Exercise
List every date the ROCO season text below gives for a ROCO concert or event, noting what happens on each.

Text block
_ _ _
“I think it’s important that we listen to voices that have not been heard, whether it’s (because of) race or religion or sex,” Lawyer says. “There are so many female composers out there—so many. So there’s no excuse. If you’re not doing that, you’re ignoring half the population.”
“I don’t believe in being pedantic about it. I don’t think it does anybody any good if you’re slapping (a piece) on there just because someone is female. You find the best person for the job.”
The panorama will extend all the way back to the mid-1800s. The Nov. 17 all-female program centers on the half-hour Symphony No. 3 by Louise Farrenc, a Frenchwoman who was celebrated as a pianist beginning in the 1820s.
Farrenc’s creative side came out first in keyboard works she created for her own use. Robert Schumann, who doubled as a critic when he wasn’t composing, saluted a Farrenc theme-and-variations: “One must fall under their charm,” he wrote, “especially since a subtle aroma of romanticism hovers over them.” Farrenc branched out into vocal, chamber and orchestral works—such as the Symphony No. 3, whose turbulence and yearning lyricism deliver some of the same romanticism that struck Schumann.
“To me, it stands with Haydn and Mozart,” Lawyer says. “It’s so beautiful and well-done. … It has the weight and stance to stand next to (music by) the great composers.”
From England in the early 1900s comes Ethel Smyth, a composer, novelist and suffragist whose works earned her the royal honor Dame of the British Empire. The fiery Overture from her opera The Wreckers will ring out Feb. 23, 2019, in a program led by Brett Mitchell. The onetime Houston Symphony assistant conductor, who now leads the Colorado Symphony, will be making his ROCO debut.
The parade of female composers will of course lead up to a few who are busy today. The Nov. 17 program will include works by Britain’s Anna Clyne—who will create a new work for a future ROCO season—and Los Angeles composer Heather Schmidt. Schmidt’s Solitaire, a ROCO commission having its world premiere, will live up to its title by spotlighting concertmaster Scott St. John alone.
Schmidt herself will take the stage alongside Lawyer, former Houston Ballet dancer Lauren Anderson and others in a new ROCO venture. Concert and Conversation, Nov. 16 at MATCH, will be a panel discussion and mini-concert—with the entire chamber orchestra, that is—titled Women in the Arts.
“I struggle with the fact that our world even needs a panel with this title,” Lawyer says. Nevertheless, “I know the many unique voices and contributions of women need a platform and a microphone, and perhaps a megaphone, to be inserted in conversations … to which they are still not invited.” Lawyer wants to bring back Concert and Conversation occasionally
As Schmidt’s new Solitaire attests, ROCO’s focus on women hasn’t upstaged its longtime commitment to commissions. Men, too, are part of this picture. Erberk Eryilmaz, a Turkish native working toward a doctorate in composition from the Shepherd School of Music, will compose The Wrestler. The work, premiering May 4, 2019, will depict Koca Yusuf, an internationally-known Turkish athlete who competed in a historic 1898 match in New York’s Metropolitan Opera House.
_ _ _
Provided records
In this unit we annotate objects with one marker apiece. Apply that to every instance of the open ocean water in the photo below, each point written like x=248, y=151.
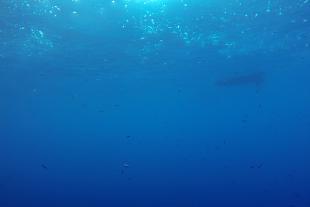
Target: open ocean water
x=154, y=103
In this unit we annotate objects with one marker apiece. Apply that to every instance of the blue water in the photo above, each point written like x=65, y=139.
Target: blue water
x=154, y=103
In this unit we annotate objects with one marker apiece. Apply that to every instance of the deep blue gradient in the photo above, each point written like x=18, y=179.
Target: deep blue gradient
x=154, y=103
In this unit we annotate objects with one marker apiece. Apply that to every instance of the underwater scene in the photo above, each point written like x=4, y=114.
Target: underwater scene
x=154, y=103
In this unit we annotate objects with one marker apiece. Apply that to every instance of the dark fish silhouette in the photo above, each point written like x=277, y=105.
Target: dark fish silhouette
x=256, y=78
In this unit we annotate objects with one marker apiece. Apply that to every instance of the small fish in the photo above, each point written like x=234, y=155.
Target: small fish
x=44, y=166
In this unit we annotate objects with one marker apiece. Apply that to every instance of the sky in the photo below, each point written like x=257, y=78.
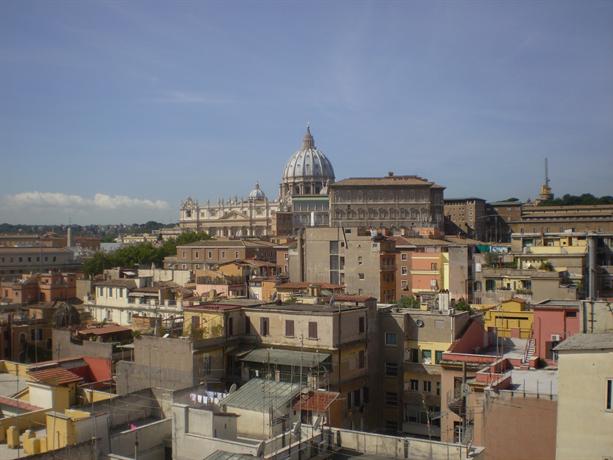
_ _ _
Answer to this exercise
- Nov. 16: Concert and Conversation at MATCH, a panel discussion and mini-concert titled Women in the Arts
- Nov. 17: the all-female program centered on Louise Farrenc's Symphony No. 3, also including works by Anna Clyne and Heather Schmidt (with the world premiere of Schmidt's Solitaire)
- Feb. 23, 2019: the Overture from Ethel Smyth's opera The Wreckers, in a program led by Brett Mitchell
- May 4, 2019: the premiere of Erberk Eryilmaz's The Wrestler